• ZU ERLEDIGENDE AUFGABEN:
a: Woher ließen die Harzsammler des Kniebis laut dem Textauszug nach ihrer Heimkehr Musikanten kommen?
b: Gib den Abschnitt des Textauszugs zwischen „Blutarm waren die“ und „Tanz aufspielten (W34ff.).“ wortgetreu wieder, beide Stellen eingeschlossen.

• TEXTAUSZUG:
^^^^
Blutarm waren die Leute des wälderreichen Kniebis. Und diese
Armut machte sie zu Harz- und Holzdieben. Nachts zogen sie in
Lichterprozessionen in die Wälder, suchten die angerissenen Fichten
auf und leerten mittels Kratzeisen die Harzkanäle oder rissen
neue, saftreiche Bäume an, um sie fürs Harzen vorzubereiten. Die
Harzsammler des Kniebis führten ihre Harzprodukte bis hinab nach
Karlsruhe durch alle Städtchen und Dörfer. Und wenn sie heimkamen
, so ließen sie aus Kaltbrunn Musikanten kommen, die ihnen
in ihrem Waldwirtshaus zum Tanz aufspielten (W34ff.).

Die Wehrhaftmachung, d. h. Freisprechung des Lehrlings, erfolgt
bei den Förstern nach altem Brauch. Sie wird in Gegenwart aller
Jäger vom Lehrmeister vorgenommen, der dabei spricht:

„Es wird der löblichen Jägerei erinnerlich sein, wie gegenwärtiger Josef Anton
Fürst von Wittichen vor Jahr und Tag als ein Lehrjunge gekommen und sich während
der Zeit auch ehrlich, treu und fleißig verhalten, daß ich mit ihm wohl zufrieden
bin. Dieweil nun unsere lieben, alten, in Gott ruhenden Vorfahren bei
freier Loslassung ihrer Kinder oder Leibeigenen ein merkliches Andenken hinterlassen
, dieser Josef Anton Fürst seine Lehrjahre richtig ausgestanden, so will ich
diese uralte, löbliche Gewohnheit nicht ändern, sondern so viel hiezu vonnöten
vornehmen."

Hierauf wandte er sich an den Lehrling und sprach: „Du bist nunmehr kein
Kind mehr und hast die mündigen Jahre erlebt. Ich frage dich also: .Willst du
wehrhaft gemacht werden?'"
^^^^
• EXTRAHIERTE DATEN:

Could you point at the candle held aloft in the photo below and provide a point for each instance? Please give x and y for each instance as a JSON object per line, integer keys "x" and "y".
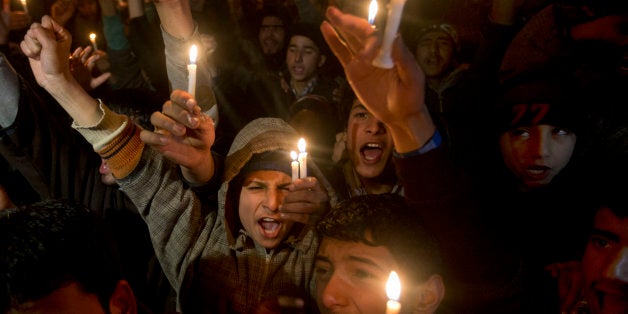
{"x": 294, "y": 165}
{"x": 373, "y": 7}
{"x": 393, "y": 291}
{"x": 192, "y": 71}
{"x": 384, "y": 60}
{"x": 24, "y": 6}
{"x": 92, "y": 38}
{"x": 302, "y": 158}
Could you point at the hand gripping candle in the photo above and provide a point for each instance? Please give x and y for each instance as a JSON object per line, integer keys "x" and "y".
{"x": 383, "y": 60}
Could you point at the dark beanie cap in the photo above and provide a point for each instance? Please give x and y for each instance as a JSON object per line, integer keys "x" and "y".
{"x": 277, "y": 160}
{"x": 529, "y": 101}
{"x": 311, "y": 31}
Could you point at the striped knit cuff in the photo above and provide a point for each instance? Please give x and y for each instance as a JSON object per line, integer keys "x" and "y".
{"x": 123, "y": 153}
{"x": 107, "y": 128}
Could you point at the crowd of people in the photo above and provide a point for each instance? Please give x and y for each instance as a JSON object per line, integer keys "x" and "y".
{"x": 489, "y": 176}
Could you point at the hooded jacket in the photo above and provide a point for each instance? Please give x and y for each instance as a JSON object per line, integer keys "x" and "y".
{"x": 208, "y": 257}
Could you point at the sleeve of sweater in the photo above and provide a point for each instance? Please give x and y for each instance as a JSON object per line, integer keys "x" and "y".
{"x": 179, "y": 228}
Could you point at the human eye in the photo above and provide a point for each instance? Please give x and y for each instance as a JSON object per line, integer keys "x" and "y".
{"x": 560, "y": 131}
{"x": 254, "y": 186}
{"x": 520, "y": 132}
{"x": 360, "y": 114}
{"x": 361, "y": 273}
{"x": 600, "y": 242}
{"x": 322, "y": 269}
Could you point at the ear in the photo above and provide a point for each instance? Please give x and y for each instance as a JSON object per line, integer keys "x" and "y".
{"x": 122, "y": 301}
{"x": 321, "y": 60}
{"x": 429, "y": 295}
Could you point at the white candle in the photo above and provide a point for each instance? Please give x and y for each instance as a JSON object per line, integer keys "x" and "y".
{"x": 92, "y": 38}
{"x": 24, "y": 6}
{"x": 393, "y": 291}
{"x": 192, "y": 71}
{"x": 294, "y": 165}
{"x": 383, "y": 60}
{"x": 373, "y": 7}
{"x": 302, "y": 158}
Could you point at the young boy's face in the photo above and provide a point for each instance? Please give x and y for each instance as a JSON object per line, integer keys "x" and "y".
{"x": 435, "y": 53}
{"x": 369, "y": 144}
{"x": 536, "y": 154}
{"x": 605, "y": 264}
{"x": 303, "y": 58}
{"x": 262, "y": 193}
{"x": 351, "y": 277}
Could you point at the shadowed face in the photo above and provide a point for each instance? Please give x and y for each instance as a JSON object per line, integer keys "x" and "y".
{"x": 369, "y": 144}
{"x": 303, "y": 58}
{"x": 435, "y": 54}
{"x": 605, "y": 264}
{"x": 536, "y": 154}
{"x": 272, "y": 35}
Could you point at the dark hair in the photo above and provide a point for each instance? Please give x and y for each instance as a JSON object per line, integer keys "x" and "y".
{"x": 385, "y": 220}
{"x": 46, "y": 245}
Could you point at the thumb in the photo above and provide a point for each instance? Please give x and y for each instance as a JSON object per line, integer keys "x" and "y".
{"x": 100, "y": 80}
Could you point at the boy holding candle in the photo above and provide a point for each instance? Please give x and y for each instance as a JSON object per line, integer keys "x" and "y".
{"x": 483, "y": 275}
{"x": 220, "y": 257}
{"x": 365, "y": 238}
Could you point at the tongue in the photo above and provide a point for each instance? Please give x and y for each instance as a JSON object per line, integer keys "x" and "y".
{"x": 372, "y": 153}
{"x": 269, "y": 226}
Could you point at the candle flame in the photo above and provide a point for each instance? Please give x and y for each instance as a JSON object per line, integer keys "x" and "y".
{"x": 393, "y": 286}
{"x": 301, "y": 145}
{"x": 373, "y": 7}
{"x": 193, "y": 54}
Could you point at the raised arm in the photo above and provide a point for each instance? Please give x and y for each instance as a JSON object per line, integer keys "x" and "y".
{"x": 394, "y": 96}
{"x": 47, "y": 45}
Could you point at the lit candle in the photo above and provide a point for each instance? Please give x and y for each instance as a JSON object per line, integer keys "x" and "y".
{"x": 373, "y": 7}
{"x": 24, "y": 6}
{"x": 92, "y": 38}
{"x": 294, "y": 165}
{"x": 192, "y": 71}
{"x": 383, "y": 60}
{"x": 302, "y": 158}
{"x": 393, "y": 291}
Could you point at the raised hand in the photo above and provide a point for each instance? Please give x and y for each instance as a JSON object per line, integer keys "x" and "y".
{"x": 82, "y": 63}
{"x": 184, "y": 135}
{"x": 62, "y": 11}
{"x": 394, "y": 96}
{"x": 47, "y": 45}
{"x": 306, "y": 201}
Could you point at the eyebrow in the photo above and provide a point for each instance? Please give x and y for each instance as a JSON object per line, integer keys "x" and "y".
{"x": 353, "y": 258}
{"x": 358, "y": 106}
{"x": 605, "y": 233}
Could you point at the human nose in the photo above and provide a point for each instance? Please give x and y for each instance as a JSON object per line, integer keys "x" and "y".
{"x": 618, "y": 268}
{"x": 333, "y": 294}
{"x": 273, "y": 199}
{"x": 298, "y": 56}
{"x": 540, "y": 144}
{"x": 375, "y": 126}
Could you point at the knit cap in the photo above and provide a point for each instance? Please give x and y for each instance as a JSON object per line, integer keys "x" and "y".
{"x": 541, "y": 98}
{"x": 311, "y": 31}
{"x": 443, "y": 28}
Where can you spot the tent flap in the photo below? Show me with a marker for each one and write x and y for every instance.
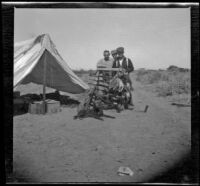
(29, 66)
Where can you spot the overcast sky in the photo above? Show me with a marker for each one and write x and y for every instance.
(152, 38)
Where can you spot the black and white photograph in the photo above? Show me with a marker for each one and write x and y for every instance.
(102, 95)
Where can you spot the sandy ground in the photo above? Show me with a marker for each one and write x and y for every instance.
(57, 148)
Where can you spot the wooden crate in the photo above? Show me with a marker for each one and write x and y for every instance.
(52, 106)
(16, 94)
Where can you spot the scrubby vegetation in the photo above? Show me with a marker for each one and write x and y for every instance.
(168, 82)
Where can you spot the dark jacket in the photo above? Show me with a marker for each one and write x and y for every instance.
(129, 67)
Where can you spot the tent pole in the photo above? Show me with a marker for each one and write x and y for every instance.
(44, 84)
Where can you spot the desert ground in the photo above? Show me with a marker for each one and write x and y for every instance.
(57, 148)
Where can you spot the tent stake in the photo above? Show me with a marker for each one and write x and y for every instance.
(44, 85)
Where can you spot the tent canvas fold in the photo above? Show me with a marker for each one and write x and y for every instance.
(29, 66)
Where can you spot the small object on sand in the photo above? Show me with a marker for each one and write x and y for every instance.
(146, 108)
(181, 104)
(125, 171)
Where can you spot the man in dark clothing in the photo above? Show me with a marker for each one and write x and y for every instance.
(114, 55)
(124, 63)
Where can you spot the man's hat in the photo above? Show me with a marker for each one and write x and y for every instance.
(113, 52)
(120, 50)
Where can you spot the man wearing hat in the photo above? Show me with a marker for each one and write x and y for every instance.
(106, 62)
(125, 63)
(114, 55)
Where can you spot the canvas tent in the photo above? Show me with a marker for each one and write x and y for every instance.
(37, 60)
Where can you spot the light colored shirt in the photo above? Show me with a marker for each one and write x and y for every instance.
(105, 64)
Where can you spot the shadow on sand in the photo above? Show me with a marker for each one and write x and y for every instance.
(182, 172)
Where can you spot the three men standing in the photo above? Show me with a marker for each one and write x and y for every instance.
(118, 61)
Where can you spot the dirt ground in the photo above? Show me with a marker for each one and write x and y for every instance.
(57, 148)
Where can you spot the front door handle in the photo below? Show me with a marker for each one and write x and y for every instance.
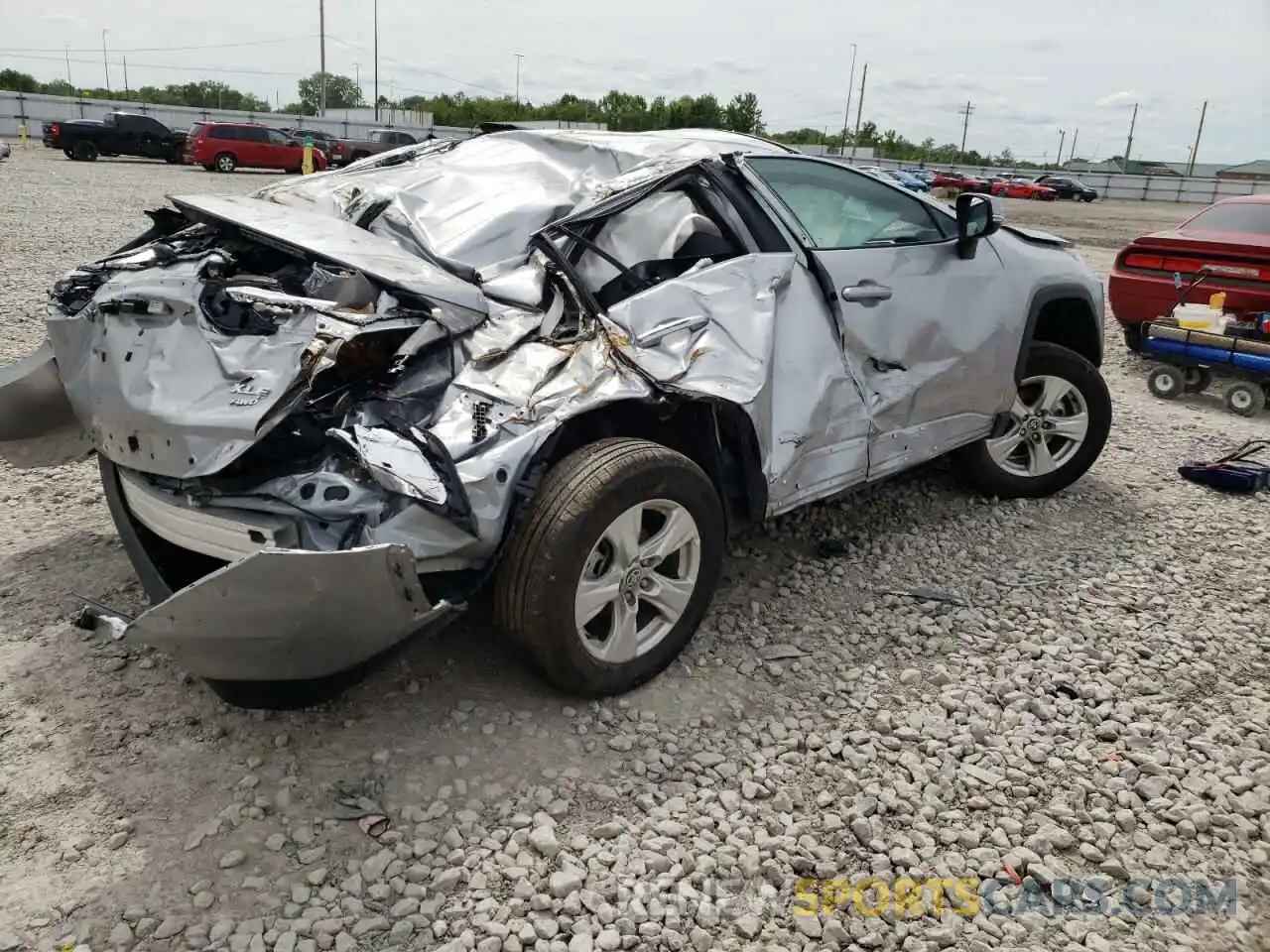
(866, 293)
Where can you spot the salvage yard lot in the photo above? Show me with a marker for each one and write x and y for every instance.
(1069, 688)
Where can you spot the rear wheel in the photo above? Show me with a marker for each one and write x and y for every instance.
(1245, 399)
(1166, 382)
(1058, 425)
(612, 565)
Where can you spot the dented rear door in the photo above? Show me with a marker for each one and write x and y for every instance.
(934, 335)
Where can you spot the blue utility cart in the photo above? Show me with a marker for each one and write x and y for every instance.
(1188, 359)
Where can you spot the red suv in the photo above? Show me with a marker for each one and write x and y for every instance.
(225, 146)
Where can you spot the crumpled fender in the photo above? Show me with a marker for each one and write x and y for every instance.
(37, 422)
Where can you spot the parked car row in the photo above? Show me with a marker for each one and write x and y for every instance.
(217, 146)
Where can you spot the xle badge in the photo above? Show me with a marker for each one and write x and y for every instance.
(243, 394)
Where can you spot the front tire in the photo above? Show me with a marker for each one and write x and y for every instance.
(1060, 422)
(612, 566)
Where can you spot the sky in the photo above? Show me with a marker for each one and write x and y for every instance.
(1029, 68)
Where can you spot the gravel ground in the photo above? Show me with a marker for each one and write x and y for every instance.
(1028, 694)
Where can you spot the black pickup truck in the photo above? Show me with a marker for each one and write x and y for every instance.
(118, 134)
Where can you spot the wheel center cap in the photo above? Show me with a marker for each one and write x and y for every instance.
(630, 585)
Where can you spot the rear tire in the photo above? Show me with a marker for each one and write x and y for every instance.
(1047, 448)
(583, 532)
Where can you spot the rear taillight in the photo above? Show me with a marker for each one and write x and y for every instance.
(1192, 266)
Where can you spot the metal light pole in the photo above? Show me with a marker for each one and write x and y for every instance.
(860, 111)
(846, 112)
(105, 63)
(376, 60)
(321, 33)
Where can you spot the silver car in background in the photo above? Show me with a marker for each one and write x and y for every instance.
(553, 370)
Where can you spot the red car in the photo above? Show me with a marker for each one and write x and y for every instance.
(1228, 244)
(1024, 188)
(962, 182)
(225, 146)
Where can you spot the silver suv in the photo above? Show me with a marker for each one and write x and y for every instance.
(552, 368)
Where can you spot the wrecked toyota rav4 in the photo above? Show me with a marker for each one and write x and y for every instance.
(549, 368)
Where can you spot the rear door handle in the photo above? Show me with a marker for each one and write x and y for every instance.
(866, 293)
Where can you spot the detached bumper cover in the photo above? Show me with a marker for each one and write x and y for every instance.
(289, 615)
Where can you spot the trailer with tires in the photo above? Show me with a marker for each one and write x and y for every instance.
(1189, 358)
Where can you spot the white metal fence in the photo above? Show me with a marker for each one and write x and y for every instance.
(36, 108)
(1139, 188)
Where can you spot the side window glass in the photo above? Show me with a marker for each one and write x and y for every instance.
(839, 208)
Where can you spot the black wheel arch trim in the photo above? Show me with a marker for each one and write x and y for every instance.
(1049, 295)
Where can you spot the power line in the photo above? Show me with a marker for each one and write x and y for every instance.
(164, 49)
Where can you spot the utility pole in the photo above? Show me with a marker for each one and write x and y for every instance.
(846, 111)
(376, 60)
(1191, 166)
(321, 55)
(965, 125)
(860, 109)
(1128, 148)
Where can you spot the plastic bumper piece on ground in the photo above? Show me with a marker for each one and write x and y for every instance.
(289, 615)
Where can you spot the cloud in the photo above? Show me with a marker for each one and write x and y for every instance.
(1123, 98)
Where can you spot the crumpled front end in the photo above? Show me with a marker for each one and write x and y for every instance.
(294, 403)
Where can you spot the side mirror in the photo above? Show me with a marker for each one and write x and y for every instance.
(976, 216)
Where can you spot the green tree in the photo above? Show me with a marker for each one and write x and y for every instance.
(341, 91)
(743, 114)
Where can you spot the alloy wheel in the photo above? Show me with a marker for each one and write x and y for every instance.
(1049, 421)
(638, 580)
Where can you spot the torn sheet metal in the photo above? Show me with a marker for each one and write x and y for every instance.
(653, 230)
(480, 200)
(163, 393)
(710, 331)
(37, 421)
(340, 608)
(312, 234)
(397, 462)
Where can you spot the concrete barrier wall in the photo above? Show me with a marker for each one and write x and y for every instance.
(1137, 188)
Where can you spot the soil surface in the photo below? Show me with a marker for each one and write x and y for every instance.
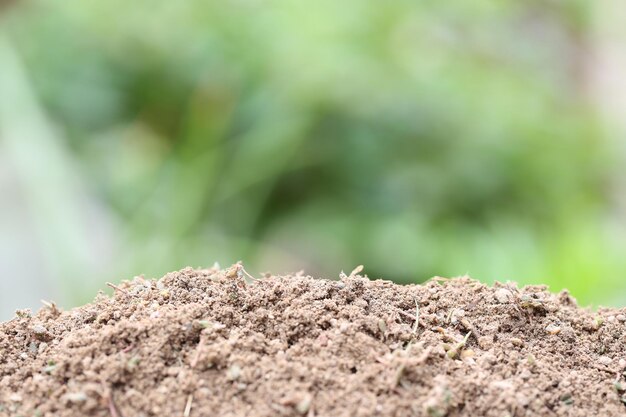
^^^^
• ANTWORTEN AUF AUFGABEN:
a: Aus Kaltbrunn.

b:
Blutarm waren die Leute des wälderreichen Kniebis. Und diese
Armut machte sie zu Harz- und Holzdieben. Nachts zogen sie in
Lichterprozessionen in die Wälder, suchten die angerissenen Fichten
auf und leerten mittels Kratzeisen die Harzkanäle oder rissen
neue, saftreiche Bäume an, um sie fürs Harzen vorzubereiten. Die
Harzsammler des Kniebis führten ihre Harzprodukte bis hinab nach
Karlsruhe durch alle Städtchen und Dörfer. Und wenn sie heimkamen
, so ließen sie aus Kaltbrunn Musikanten kommen, die ihnen
in ihrem Waldwirtshaus zum Tanz aufspielten (W34ff.).